◆ TEKS BERITA:
MANADO, MSN
Peraturan Daerah (Perda) tentang Pelestarian dan Perlindungan Kebudayaan Provinsi Sulawesi Utara (Sulut) akhirnya ditetapkan. Dewan Perwakilan Rakyat Daerah (DPRD) Sulut menetapkan ranperda tersebut menjadi perda.
Ketua Panitia Khusus (Pansus) penggodokan Ranperda tersebut, Julius Jems Tuuk menyampaikan laporan terkait dengan proses pembahasan ranperda tersebut. Disampaikannya, dasar dilaksanakannya pembahasan terkait dengan ranperda kebudayaan mencakup Undang-Undang Dasar (UUD) 1945, UUD Nomor 5 Tahun 2017 tentang Kemajuan Kebudayaan, Republik Indonesia tahun 2017 Nomor 104, lembaran negara Republik Indonesia nomor 6055, UUD Nomor 23 Tahun 2014 tentang pemerintah Daerah, UUD Nomor 5 tahun 2022 tentang Provinsi Sulut.

◆ TUJUAN TUGAS: Teruskan berita tentang penetapan Perda Pelestarian dan Perlindungan Kebudayaan Sulawesi Utara mulai dari tempat berita itu berhenti. Entri-entri berikut tidak ada hubungannya dengan berita di atas.

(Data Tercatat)
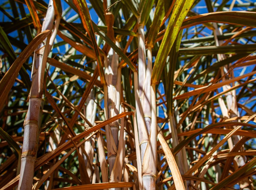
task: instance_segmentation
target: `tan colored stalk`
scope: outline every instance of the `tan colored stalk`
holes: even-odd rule
[[[108,86],[104,85],[104,115],[106,120],[108,119]],[[107,139],[107,147],[108,149],[108,160],[109,165],[109,173],[112,171],[115,160],[117,150],[115,145],[109,125],[105,126],[106,131],[106,138]]]
[[[108,165],[106,161],[105,153],[104,150],[104,145],[103,138],[100,132],[97,134],[98,139],[98,150],[99,160],[100,164],[100,169],[101,170],[101,177],[102,182],[104,183],[108,182]]]
[[[137,73],[134,73],[134,78],[136,78],[138,79]],[[135,79],[134,79],[135,82]],[[135,88],[135,85],[134,85]],[[136,91],[135,91],[135,94]],[[137,89],[137,92],[138,93],[138,90]],[[135,111],[137,112],[137,111]],[[136,114],[136,115],[137,115]],[[138,133],[138,127],[137,125],[137,121],[136,117],[135,117],[135,114],[133,115],[133,124],[134,125],[134,140],[135,141],[135,147],[136,151],[136,157],[137,161],[137,169],[138,171],[138,177],[139,178],[139,187],[140,190],[143,189],[143,184],[142,179],[142,171],[141,161],[140,159],[141,157],[141,151],[140,149],[140,142],[139,140],[139,134]]]
[[[90,94],[86,100],[86,110],[84,110],[85,112],[84,114],[86,116],[86,119],[87,120],[87,121],[86,121],[87,123],[89,122],[88,124],[90,124],[92,126],[95,125],[94,121],[97,111],[97,105],[95,102],[95,89],[93,89],[91,91]],[[91,180],[92,178],[92,174],[93,171],[90,166],[92,164],[93,161],[95,147],[94,137],[92,137],[85,142],[85,150],[88,158],[86,155],[84,155],[84,159],[85,162],[87,173]],[[88,162],[89,162],[90,163],[88,163]]]
[[[140,23],[140,18],[138,18],[138,99],[136,101],[136,110],[137,113],[137,121],[138,122],[139,130],[139,138],[141,151],[141,160],[143,161],[145,151],[148,140],[149,130],[151,125],[151,106],[148,105],[150,104],[147,98],[150,97],[150,79],[151,73],[148,75],[147,79],[146,77],[146,49],[144,35],[144,25]],[[152,57],[152,56],[151,56]],[[151,59],[152,60],[152,59]],[[151,61],[152,62],[152,61]],[[152,70],[152,65],[151,68]],[[147,70],[147,73],[149,72]],[[149,78],[149,77],[150,77]],[[144,91],[145,90],[145,91]],[[145,94],[146,96],[145,96]],[[136,99],[135,94],[135,100]],[[148,104],[147,104],[147,103]],[[138,117],[138,114],[139,115]],[[145,114],[146,114],[146,115]]]
[[[148,139],[148,134],[147,132],[144,115],[142,108],[139,96],[139,82],[138,73],[134,73],[134,91],[135,96],[135,104],[136,107],[136,116],[139,131],[139,139],[140,147],[142,160],[143,160],[144,154]]]
[[[42,31],[52,28],[54,11],[52,0],[43,23]],[[34,177],[38,138],[38,121],[43,88],[43,78],[49,53],[50,37],[35,51],[32,72],[32,84],[29,96],[28,108],[24,121],[24,134],[20,175],[18,189],[31,189]],[[43,55],[42,56],[42,55]]]
[[[122,112],[124,112],[124,109],[122,108]],[[119,182],[122,181],[123,169],[124,165],[125,145],[124,138],[125,134],[125,118],[121,119],[121,127],[120,129],[120,134],[119,142],[118,149],[116,160],[113,167],[113,170],[111,174],[109,182]]]

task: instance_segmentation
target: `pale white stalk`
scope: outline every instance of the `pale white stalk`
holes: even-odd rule
[[[52,29],[54,16],[53,1],[50,0],[43,23],[42,31]],[[18,186],[19,190],[32,188],[35,162],[37,150],[39,118],[43,92],[43,77],[46,59],[49,53],[49,41],[50,37],[48,37],[46,42],[45,42],[45,44],[41,43],[34,54],[28,108],[24,123],[20,175]],[[42,55],[43,55],[42,56]]]
[[[149,141],[143,160],[142,175],[145,190],[156,189],[156,85],[151,85],[152,120]]]

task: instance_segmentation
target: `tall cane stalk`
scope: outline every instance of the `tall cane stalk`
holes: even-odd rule
[[[53,3],[51,0],[43,22],[42,31],[52,29],[54,17]],[[20,175],[18,186],[19,190],[32,188],[38,143],[39,118],[43,92],[45,70],[49,52],[50,37],[48,36],[41,43],[34,54],[32,84],[28,97],[28,109],[24,122],[24,138]]]

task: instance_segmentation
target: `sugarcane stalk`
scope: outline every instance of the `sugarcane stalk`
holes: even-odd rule
[[[143,160],[142,178],[145,190],[156,189],[156,85],[151,85],[152,120],[149,140]]]
[[[53,2],[51,0],[43,23],[42,31],[52,29],[54,16]],[[48,36],[46,41],[41,43],[34,54],[28,108],[24,123],[24,138],[18,186],[19,190],[32,188],[38,144],[39,117],[43,92],[44,72],[49,52],[50,38]]]

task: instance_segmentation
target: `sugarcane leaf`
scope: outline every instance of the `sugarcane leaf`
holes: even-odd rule
[[[53,190],[81,190],[85,189],[91,190],[110,188],[121,188],[122,187],[134,187],[134,184],[132,182],[112,182],[100,183],[94,183],[86,185],[81,185],[77,186],[67,187],[63,188],[56,189]]]
[[[133,14],[133,15],[136,17],[137,18],[140,16],[137,9],[134,6],[133,1],[131,0],[127,0],[127,1],[122,1],[121,2],[123,3],[126,7],[128,7],[131,10]]]
[[[154,46],[157,34],[159,31],[165,12],[164,6],[165,0],[159,0],[156,7],[153,22],[150,26],[148,36],[147,45]]]
[[[38,31],[41,30],[42,25],[40,23],[40,19],[37,12],[36,7],[34,4],[34,1],[32,0],[25,0],[29,12],[32,17],[34,26]]]
[[[211,124],[205,127],[198,132],[190,135],[179,143],[173,150],[173,154],[174,155],[176,155],[178,152],[181,149],[182,147],[187,144],[188,143],[190,142],[191,140],[195,138],[198,135],[202,134],[204,132],[205,132],[209,130],[224,126],[227,127],[229,126],[239,125],[246,126],[247,127],[256,127],[256,125],[255,125],[238,122],[218,122],[216,123]]]
[[[84,27],[88,33],[89,36],[92,40],[96,56],[96,59],[98,63],[97,66],[99,68],[101,81],[104,84],[106,84],[106,81],[103,69],[103,64],[102,62],[101,58],[100,55],[99,47],[96,41],[92,25],[93,22],[91,18],[87,3],[85,0],[73,0],[73,2],[78,11]]]
[[[157,53],[152,71],[151,83],[158,84],[166,58],[180,29],[183,20],[194,1],[176,1],[173,13]]]
[[[0,81],[0,99],[2,100],[0,102],[0,110],[2,110],[3,107],[8,94],[22,64],[50,33],[51,31],[47,30],[35,37],[21,52]]]
[[[184,184],[183,184],[180,173],[179,170],[179,168],[178,168],[178,166],[176,163],[175,159],[168,145],[165,140],[163,136],[160,133],[158,133],[157,134],[157,138],[158,138],[158,140],[161,144],[165,154],[165,155],[166,160],[171,172],[176,189],[185,189],[185,187],[184,187]]]
[[[9,134],[0,127],[0,135],[6,141],[12,150],[14,152],[17,158],[20,158],[21,156],[21,150],[18,144]]]
[[[92,1],[90,2],[93,9],[96,12],[96,13],[102,21],[102,23],[105,25],[106,25],[106,21],[104,17],[104,13],[105,10],[103,10],[102,2],[101,0],[95,0]]]
[[[232,182],[234,179],[236,179],[241,176],[247,171],[254,167],[255,164],[256,164],[256,157],[219,182],[218,184],[211,188],[210,190],[217,190],[221,189],[222,187]]]
[[[141,5],[143,7],[140,13],[140,24],[142,24],[143,26],[146,25],[149,18],[149,13],[154,1],[153,0],[143,0],[140,1],[140,3],[142,4],[144,4],[144,5]]]
[[[210,22],[255,27],[256,13],[246,11],[225,11],[202,14],[184,20],[181,29]]]

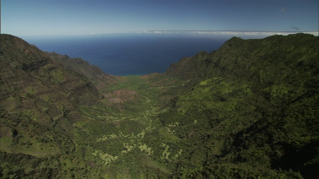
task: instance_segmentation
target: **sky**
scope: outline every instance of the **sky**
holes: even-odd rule
[[[318,31],[318,0],[1,0],[1,33]]]

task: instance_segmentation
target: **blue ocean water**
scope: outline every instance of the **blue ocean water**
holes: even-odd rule
[[[134,33],[22,38],[42,51],[80,57],[106,73],[126,76],[163,73],[182,58],[217,50],[230,37]]]

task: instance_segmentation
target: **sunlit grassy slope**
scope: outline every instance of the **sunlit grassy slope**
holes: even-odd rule
[[[72,112],[81,120],[72,127],[66,120],[73,119],[71,107],[52,115],[52,123],[34,119],[50,113],[47,103],[59,103],[51,102],[52,95],[23,88],[33,94],[27,97],[36,112],[17,100],[21,94],[15,86],[6,87],[1,94],[6,104],[1,177],[316,178],[318,42],[318,37],[302,34],[233,38],[164,74],[117,77],[99,85],[95,102],[60,102],[77,103]],[[62,82],[59,72],[50,74]],[[82,99],[92,96],[82,94]]]

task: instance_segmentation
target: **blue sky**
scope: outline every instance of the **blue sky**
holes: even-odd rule
[[[1,33],[319,30],[318,0],[1,0]]]

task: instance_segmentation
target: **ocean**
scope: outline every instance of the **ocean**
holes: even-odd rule
[[[116,76],[163,73],[171,63],[217,50],[231,37],[138,33],[22,37],[42,51],[81,58]]]

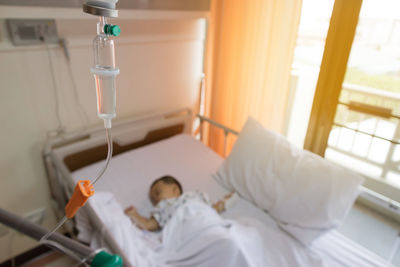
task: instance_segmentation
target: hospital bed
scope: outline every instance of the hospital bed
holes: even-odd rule
[[[133,204],[140,213],[148,215],[150,184],[169,174],[178,177],[184,191],[206,192],[213,202],[221,199],[229,192],[212,178],[212,174],[223,158],[192,136],[193,120],[191,110],[183,109],[115,123],[114,158],[96,184],[96,192],[111,192],[121,209]],[[207,118],[200,117],[200,120],[220,127],[225,135],[237,134]],[[63,208],[76,181],[92,178],[101,168],[107,153],[103,131],[94,128],[46,144],[43,157],[59,217],[63,216]],[[91,227],[97,229],[101,244],[121,255],[126,266],[132,266],[129,251],[109,231],[101,209],[88,201],[82,214],[89,218]],[[223,216],[243,223],[257,219],[268,228],[267,232],[261,232],[265,233],[265,242],[271,244],[265,251],[270,266],[390,266],[337,231],[331,231],[311,247],[305,247],[281,230],[268,213],[243,199]],[[67,229],[74,234],[75,226],[69,221]]]

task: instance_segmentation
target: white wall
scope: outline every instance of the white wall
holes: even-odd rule
[[[51,14],[49,14],[49,17]],[[193,107],[202,72],[203,20],[113,21],[117,38],[117,119],[171,108]],[[96,115],[91,43],[96,20],[57,20],[59,35],[69,42],[78,98],[89,125],[102,124]],[[44,226],[56,220],[50,206],[41,158],[46,134],[57,128],[55,91],[48,55],[42,47],[15,48],[0,21],[0,207],[23,215],[44,207]],[[67,131],[84,126],[63,51],[50,46],[60,113]],[[11,235],[0,237],[0,262],[10,257]],[[16,235],[13,254],[37,243]]]

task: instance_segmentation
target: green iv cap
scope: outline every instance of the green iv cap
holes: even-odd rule
[[[121,33],[121,28],[118,25],[104,25],[104,33],[108,35],[118,36]]]
[[[97,253],[92,260],[92,267],[122,267],[122,258],[105,251]]]

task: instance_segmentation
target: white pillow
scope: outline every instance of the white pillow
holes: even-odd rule
[[[309,245],[346,217],[363,178],[249,118],[214,178],[268,211]]]

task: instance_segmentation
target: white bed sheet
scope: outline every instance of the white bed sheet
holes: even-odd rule
[[[115,156],[96,184],[96,191],[112,192],[122,208],[133,204],[143,215],[149,215],[148,189],[156,178],[169,174],[182,183],[184,191],[203,191],[217,201],[228,193],[211,177],[222,161],[191,136],[177,135]],[[102,164],[98,162],[75,171],[74,180],[92,179]],[[254,226],[262,233],[269,266],[390,266],[336,231],[306,248],[282,231],[267,213],[242,199],[223,216]]]

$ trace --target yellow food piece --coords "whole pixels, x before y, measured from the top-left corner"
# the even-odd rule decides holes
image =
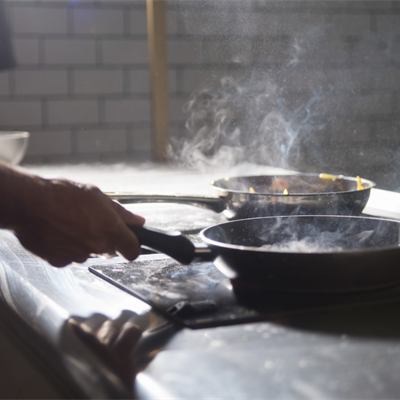
[[[361,182],[361,178],[357,176],[357,190],[364,190],[364,186]]]
[[[329,174],[319,174],[320,179],[330,179],[332,181],[336,181],[336,176],[329,175]]]

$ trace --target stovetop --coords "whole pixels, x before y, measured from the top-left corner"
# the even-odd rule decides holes
[[[168,319],[193,329],[400,301],[400,285],[350,294],[281,293],[231,282],[211,262],[184,266],[165,256],[146,258],[90,270]]]

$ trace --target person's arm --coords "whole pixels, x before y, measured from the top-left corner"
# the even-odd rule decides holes
[[[127,224],[141,226],[144,218],[94,186],[43,179],[0,163],[0,227],[56,267],[92,253],[135,259],[140,245]]]

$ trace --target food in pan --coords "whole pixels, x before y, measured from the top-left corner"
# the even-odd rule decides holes
[[[361,178],[359,176],[357,176],[357,190],[363,190],[364,186],[361,182]]]
[[[285,178],[277,178],[271,184],[272,193],[283,193],[283,191],[289,188],[289,182]]]

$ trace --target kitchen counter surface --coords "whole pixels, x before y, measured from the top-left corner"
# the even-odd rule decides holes
[[[139,193],[209,195],[208,182],[226,176],[226,171],[202,174],[154,165],[28,169],[45,177],[93,183],[104,191]],[[234,174],[268,172],[278,171],[246,165]],[[222,218],[189,206],[129,209],[162,229],[187,230],[189,220],[192,229],[200,229]],[[374,189],[366,212],[400,218],[400,194]],[[396,302],[218,328],[178,329],[87,269],[110,260],[91,259],[55,269],[25,251],[8,231],[0,231],[0,257],[0,326],[21,346],[35,349],[30,351],[32,357],[41,360],[44,374],[65,398],[398,398],[400,304]],[[74,335],[66,323],[70,317],[92,322],[131,319],[146,332],[135,357],[152,361],[141,364],[133,388]]]

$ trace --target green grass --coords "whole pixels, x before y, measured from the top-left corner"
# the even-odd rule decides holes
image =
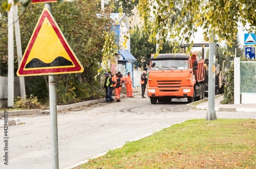
[[[256,168],[256,120],[193,120],[75,168]]]

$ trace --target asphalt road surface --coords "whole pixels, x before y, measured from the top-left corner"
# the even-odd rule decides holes
[[[150,99],[121,99],[58,114],[60,168],[69,168],[126,142],[193,119],[205,119],[206,110],[193,109],[184,101],[151,104]],[[255,118],[253,112],[217,112],[218,118]],[[0,168],[51,168],[49,115],[20,116],[24,124],[10,126],[8,165]],[[4,137],[4,129],[0,135]]]

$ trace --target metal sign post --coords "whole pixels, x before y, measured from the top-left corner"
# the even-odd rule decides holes
[[[45,3],[45,7],[52,13],[52,3]],[[51,145],[52,168],[59,168],[59,150],[58,145],[58,122],[57,120],[57,99],[55,75],[49,75],[50,118],[51,125]]]
[[[209,81],[208,82],[208,110],[206,120],[217,120],[215,112],[215,43],[212,35],[209,45]]]
[[[49,75],[51,159],[52,168],[58,169],[59,153],[55,75],[81,73],[83,71],[83,67],[53,18],[52,4],[48,3],[49,1],[52,0],[34,1],[38,3],[46,3],[45,4],[45,8],[25,50],[17,71],[17,75]],[[52,47],[53,44],[54,44],[54,48]]]

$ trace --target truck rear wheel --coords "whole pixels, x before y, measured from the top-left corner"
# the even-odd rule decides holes
[[[187,102],[188,103],[192,103],[195,101],[195,96],[196,96],[196,93],[195,92],[195,90],[194,90],[193,96],[188,97],[187,98]]]
[[[199,96],[197,97],[197,100],[202,100],[202,98],[203,97],[202,90],[202,86],[199,84]]]
[[[151,104],[157,104],[157,98],[155,97],[150,97],[150,102]]]

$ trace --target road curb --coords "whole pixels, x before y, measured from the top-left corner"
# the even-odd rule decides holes
[[[5,126],[5,121],[0,120],[0,128],[4,127]],[[17,125],[20,123],[18,118],[8,118],[8,126]]]

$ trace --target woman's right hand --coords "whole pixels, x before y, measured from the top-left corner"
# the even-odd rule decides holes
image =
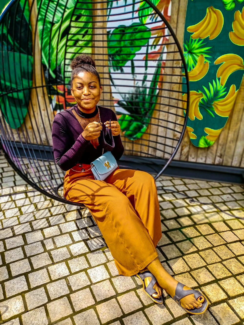
[[[93,140],[100,136],[102,127],[100,123],[94,122],[88,124],[81,134],[83,138],[87,140]]]

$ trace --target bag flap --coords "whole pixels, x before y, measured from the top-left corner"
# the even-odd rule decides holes
[[[111,152],[108,151],[100,156],[91,163],[96,167],[98,172],[101,175],[109,172],[114,167],[117,162]]]

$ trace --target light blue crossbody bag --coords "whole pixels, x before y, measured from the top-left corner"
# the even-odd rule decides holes
[[[113,154],[107,151],[93,161],[91,166],[95,179],[103,181],[116,169],[118,164]]]

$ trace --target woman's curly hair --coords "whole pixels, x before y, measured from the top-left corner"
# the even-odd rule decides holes
[[[72,70],[71,85],[75,76],[80,72],[86,71],[96,76],[99,82],[99,85],[100,85],[100,77],[96,69],[96,64],[90,56],[88,54],[81,54],[76,57],[72,60],[70,64],[70,67]]]

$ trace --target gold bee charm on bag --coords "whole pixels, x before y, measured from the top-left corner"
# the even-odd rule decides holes
[[[107,169],[108,169],[109,167],[111,167],[111,166],[109,164],[109,162],[107,161],[106,162],[104,163],[104,165],[107,167]]]

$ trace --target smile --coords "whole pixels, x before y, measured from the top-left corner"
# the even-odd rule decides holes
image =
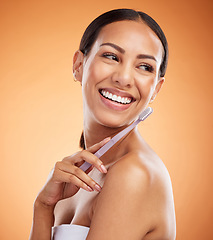
[[[117,102],[120,104],[130,104],[133,101],[133,98],[130,97],[122,97],[122,96],[118,96],[116,94],[112,94],[108,91],[105,90],[100,90],[100,94],[104,97],[107,98],[113,102]]]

◆ JAWABAN LATIHAN:
Wakil rakyat daerah pemilihan Bolaang Mongondow Raya (Bolmong Raya) ini pula mengisahkan kejadian awal didorongnya perda tersebut. Pada tahun 2015 sekitar bulan Juni mereka menghadap Gubernur Sulut. Bersama dengan almarhum anggota dewan Fanny Legoh dan beberapa lainnya, Jems Tuuk turut diajak. “Dalam pertemuan tersebut, maka adanya perintah secara lisan untuk membentuk perda kebudayaan,” ujar Tuuk, Selasa (20/8/2024) di Ruang rapat Paripurna DPRD Sulut.
Tuuk pun menjelaskan, perda tersebut memiliki 24 bab dan 53 Pasal. Hal yang menyolok dari perda ini adalah sanksi 6 bulan pidana atau denda Rp50 juta rupiah bagi pejabat yang tidak melaksanakan amanat dari perda ini. “Sehingga, diharapkan dari pemerintah provinsi Sulawesi Utara, di 15 kabupaten kota dapat melaksanakan amanat perda ini dengan baik dan benar,” tegas politisi Partai Demokrasi Indonesia Perjuangan (PDIP).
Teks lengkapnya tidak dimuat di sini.